- Excerpt provided -
<<<<

# Outback bbq gas



## simplylind (Mar 2, 2017)

We have brought our Outback BBQ out to the Algarve with us but we are having trouble finding a gas cylinder for it. The only place we have found so far is a Repsol garage but they need us to bring an empty cylinder to swap for a new one. I believe we need a GPL one and it seems that this is the equivalent to the LP gas one we left in the UK. We are near Tavira. Any suggestions would be gratefully received. Thanks x


----------



## MrBife (Jul 26, 2009)

You can use any regular GPL Gas Cylinder but the first one you will need to pay a deposit on if you haven't got any empty one to return. (From memory its the same cost again as a refill so about €25 if you keep the receipt then you can return it for a refund whenever you want). You can also change from Repsol to BP or to Galp by taking the old Repsol gas bottle back to any provider - they will be pleased to swap for their brand and may even give you a free regulator !) 

The pressure regulator connections all vary between the different brands so if you decide that Repsol is the easiest to source then you will need to buy a Repsol regulator and connect it to the flexible gas pipe with a jubilee clip - a direct replacement for the original UK one.

Personally for a BBQ I favour the Puma gas bottles from Galp - they are made of plastic and are a lot lighter to move


----------



## simplylind (Mar 2, 2017)

>>>>

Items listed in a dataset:
<<<<

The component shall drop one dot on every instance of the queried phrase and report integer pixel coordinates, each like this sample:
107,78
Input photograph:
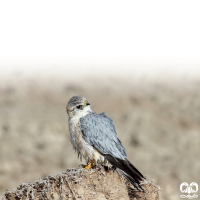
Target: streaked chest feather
81,146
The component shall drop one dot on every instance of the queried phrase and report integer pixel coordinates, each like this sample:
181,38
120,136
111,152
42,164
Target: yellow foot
90,165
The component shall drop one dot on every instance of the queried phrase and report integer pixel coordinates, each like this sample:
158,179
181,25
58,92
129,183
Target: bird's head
78,106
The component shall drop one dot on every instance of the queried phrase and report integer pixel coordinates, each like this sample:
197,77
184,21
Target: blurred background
152,96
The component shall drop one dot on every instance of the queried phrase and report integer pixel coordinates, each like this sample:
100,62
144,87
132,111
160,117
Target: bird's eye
79,106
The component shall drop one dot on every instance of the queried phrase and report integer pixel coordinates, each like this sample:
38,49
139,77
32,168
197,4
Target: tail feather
127,169
130,179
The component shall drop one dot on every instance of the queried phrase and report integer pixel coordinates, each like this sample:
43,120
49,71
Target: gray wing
98,130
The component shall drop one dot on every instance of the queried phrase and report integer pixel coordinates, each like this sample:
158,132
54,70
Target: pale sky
103,63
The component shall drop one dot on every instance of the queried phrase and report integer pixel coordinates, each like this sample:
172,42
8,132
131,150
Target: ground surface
158,124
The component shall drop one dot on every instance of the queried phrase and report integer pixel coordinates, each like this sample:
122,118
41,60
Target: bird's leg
90,165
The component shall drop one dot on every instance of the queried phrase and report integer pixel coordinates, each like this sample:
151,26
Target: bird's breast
83,149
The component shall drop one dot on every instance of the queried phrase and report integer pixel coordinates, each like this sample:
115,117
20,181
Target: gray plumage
94,137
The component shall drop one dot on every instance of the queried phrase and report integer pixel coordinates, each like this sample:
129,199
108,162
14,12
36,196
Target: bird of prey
94,138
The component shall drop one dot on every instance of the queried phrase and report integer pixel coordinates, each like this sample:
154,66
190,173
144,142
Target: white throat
87,110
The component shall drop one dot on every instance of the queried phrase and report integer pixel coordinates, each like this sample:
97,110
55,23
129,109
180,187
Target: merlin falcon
94,138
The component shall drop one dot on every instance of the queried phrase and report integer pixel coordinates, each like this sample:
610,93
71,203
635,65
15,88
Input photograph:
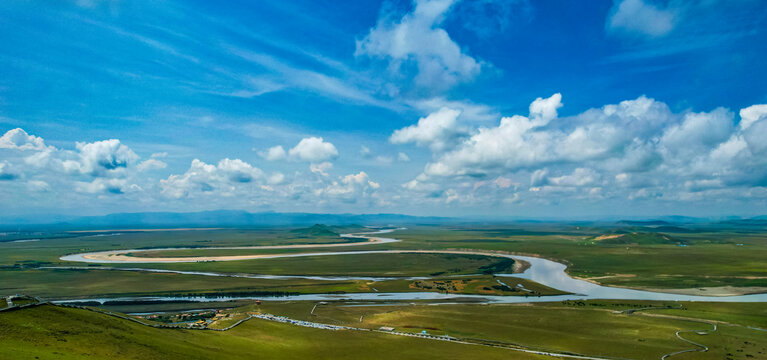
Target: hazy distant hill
316,230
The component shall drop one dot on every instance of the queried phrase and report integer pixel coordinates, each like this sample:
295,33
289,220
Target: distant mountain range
218,218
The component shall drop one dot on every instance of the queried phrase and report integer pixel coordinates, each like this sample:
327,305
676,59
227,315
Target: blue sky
441,107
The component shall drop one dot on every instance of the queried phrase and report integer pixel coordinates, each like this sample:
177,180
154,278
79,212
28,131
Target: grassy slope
711,259
593,329
56,333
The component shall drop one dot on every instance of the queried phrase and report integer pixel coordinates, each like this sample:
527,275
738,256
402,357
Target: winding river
543,271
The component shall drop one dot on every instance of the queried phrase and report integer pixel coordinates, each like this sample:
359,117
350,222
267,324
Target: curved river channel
543,271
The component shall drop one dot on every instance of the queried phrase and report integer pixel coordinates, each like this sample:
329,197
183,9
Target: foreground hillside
49,332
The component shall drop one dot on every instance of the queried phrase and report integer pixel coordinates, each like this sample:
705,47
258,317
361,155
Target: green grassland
721,258
49,332
65,283
596,328
639,258
591,327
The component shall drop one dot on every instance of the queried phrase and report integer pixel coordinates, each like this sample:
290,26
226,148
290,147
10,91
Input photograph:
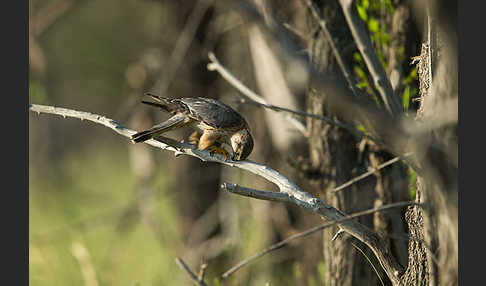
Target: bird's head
242,144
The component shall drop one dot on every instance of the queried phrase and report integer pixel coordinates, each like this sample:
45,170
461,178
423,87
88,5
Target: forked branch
289,191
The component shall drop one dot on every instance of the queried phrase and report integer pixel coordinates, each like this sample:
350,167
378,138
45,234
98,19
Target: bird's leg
194,138
208,141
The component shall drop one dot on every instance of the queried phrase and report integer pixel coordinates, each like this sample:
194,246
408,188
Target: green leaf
362,13
373,25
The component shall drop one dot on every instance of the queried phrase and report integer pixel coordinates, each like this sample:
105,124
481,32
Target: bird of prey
215,123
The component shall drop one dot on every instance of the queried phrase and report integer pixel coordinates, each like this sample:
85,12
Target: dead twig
337,54
312,230
370,172
193,276
289,191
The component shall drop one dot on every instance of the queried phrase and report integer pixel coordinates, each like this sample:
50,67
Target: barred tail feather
176,121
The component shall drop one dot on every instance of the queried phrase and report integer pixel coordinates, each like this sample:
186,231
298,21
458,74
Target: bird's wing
177,121
213,112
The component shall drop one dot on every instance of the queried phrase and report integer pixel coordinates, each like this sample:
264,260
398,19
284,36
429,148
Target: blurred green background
103,211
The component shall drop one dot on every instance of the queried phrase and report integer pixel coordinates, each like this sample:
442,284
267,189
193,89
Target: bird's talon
214,149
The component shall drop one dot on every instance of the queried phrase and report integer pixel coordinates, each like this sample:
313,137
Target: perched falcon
215,123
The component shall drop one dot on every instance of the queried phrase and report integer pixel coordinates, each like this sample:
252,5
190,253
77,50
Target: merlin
214,122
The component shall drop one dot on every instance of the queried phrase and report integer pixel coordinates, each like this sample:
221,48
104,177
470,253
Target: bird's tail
176,121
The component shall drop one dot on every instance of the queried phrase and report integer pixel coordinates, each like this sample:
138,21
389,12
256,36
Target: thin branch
337,54
289,191
312,230
216,66
366,256
372,171
256,100
193,276
360,35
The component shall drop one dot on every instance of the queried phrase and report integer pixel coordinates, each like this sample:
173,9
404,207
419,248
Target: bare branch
285,242
193,276
360,35
337,54
289,192
373,170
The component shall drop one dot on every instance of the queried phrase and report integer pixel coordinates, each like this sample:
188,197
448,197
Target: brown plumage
215,123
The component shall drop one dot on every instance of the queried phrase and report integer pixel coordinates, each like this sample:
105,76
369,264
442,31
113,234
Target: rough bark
433,259
335,157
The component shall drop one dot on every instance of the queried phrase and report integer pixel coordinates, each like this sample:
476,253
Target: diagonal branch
370,172
289,191
198,280
337,54
280,244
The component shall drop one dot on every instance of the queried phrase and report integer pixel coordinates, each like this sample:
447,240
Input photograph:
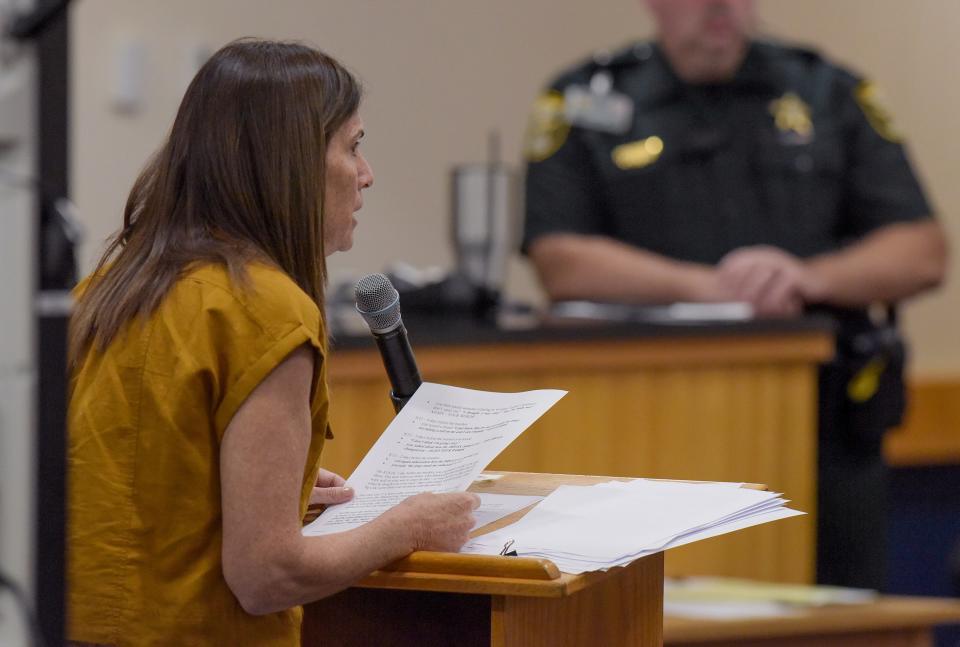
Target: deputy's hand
437,521
775,282
329,489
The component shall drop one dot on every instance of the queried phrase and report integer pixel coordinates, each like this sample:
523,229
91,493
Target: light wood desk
474,600
721,403
889,622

>>>>

- Direction A -
In the Outback BBQ gas thread, which gas bottles does MrBife prefer for a BBQ, and what reason does he give?
- Direction B -
Resume the Outback BBQ gas thread from the point where it stops.

- Task answer A -
He prefers Galp's Puma gas bottles because they are made of plastic and are much lighter to move.

- Task answer B -
Thanks. Any idea where we can get an original from as so far we have been asked to bring in an empty bottle, which we don't have? Is it just going to be a case of visiting other Galp garages?


----------



## siobhanwf (Mar 20, 2009)

simplylind said:


> Thanks. Any idea where we can get an original from as so far we have been asked to bring in an empty bottle, which we don't have? Is it just going to be a case of visiting other Galp garages?


Both CONTINENTE and PINGU DOCE sell gas cylinders both refills and new. all you have to do is a little bit of paperwork they will supply you with and pay a deposit for the new cylinder. Oh and you may also need a new regulator

we use BUTANE but propane is just as good with our outback BBQ. With GALP it is in a blue cylinder. The regulator is about 10€.

The cylinder is easy finding the regulator you might need to find a shop that supplied gas bottle as they will have the regulators in stock

there is a list here...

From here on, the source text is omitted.